Collected data:
[Start of Attachment]

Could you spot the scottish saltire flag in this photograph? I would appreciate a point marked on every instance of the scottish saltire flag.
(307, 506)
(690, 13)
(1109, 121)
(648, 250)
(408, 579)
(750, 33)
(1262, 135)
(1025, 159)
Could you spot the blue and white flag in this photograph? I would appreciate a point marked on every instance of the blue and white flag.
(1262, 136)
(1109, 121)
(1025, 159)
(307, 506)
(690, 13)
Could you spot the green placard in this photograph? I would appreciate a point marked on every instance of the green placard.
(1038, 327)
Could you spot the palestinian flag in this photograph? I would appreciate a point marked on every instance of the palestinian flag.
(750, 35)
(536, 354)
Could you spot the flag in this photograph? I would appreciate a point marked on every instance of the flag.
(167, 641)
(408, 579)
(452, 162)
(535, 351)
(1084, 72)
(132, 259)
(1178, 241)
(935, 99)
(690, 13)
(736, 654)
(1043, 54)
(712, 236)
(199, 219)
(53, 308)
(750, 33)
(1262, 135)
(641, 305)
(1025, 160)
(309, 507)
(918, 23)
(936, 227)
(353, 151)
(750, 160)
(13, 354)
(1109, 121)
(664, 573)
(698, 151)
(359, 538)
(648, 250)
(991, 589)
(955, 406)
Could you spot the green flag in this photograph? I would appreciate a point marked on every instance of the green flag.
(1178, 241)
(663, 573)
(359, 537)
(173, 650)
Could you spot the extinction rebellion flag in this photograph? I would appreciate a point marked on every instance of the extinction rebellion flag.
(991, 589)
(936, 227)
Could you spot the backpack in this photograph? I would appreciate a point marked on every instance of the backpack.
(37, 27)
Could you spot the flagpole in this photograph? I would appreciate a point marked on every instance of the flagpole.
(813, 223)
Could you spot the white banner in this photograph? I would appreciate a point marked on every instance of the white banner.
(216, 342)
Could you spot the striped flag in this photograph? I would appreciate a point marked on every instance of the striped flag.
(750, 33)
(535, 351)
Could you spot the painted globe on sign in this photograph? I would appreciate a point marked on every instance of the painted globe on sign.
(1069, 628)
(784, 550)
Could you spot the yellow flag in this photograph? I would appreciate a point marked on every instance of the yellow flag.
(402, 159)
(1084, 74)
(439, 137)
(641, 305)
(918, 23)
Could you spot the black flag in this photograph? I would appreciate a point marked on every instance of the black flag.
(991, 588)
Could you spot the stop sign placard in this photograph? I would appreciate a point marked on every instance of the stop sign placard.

[End of Attachment]

EXERCISE DIRECTIONS:
All lines from the one that contains "Could you spot the black" to the end of the records above are to be copied exactly; leave out the rest.

WRITTEN REPLY:
Could you spot the black flag in this photograph? I would appreciate a point marked on every instance of the black flag.
(991, 588)
Could you spot the stop sign placard in this photograph? I would appreciate a point marked on every instance of the stop sign placard.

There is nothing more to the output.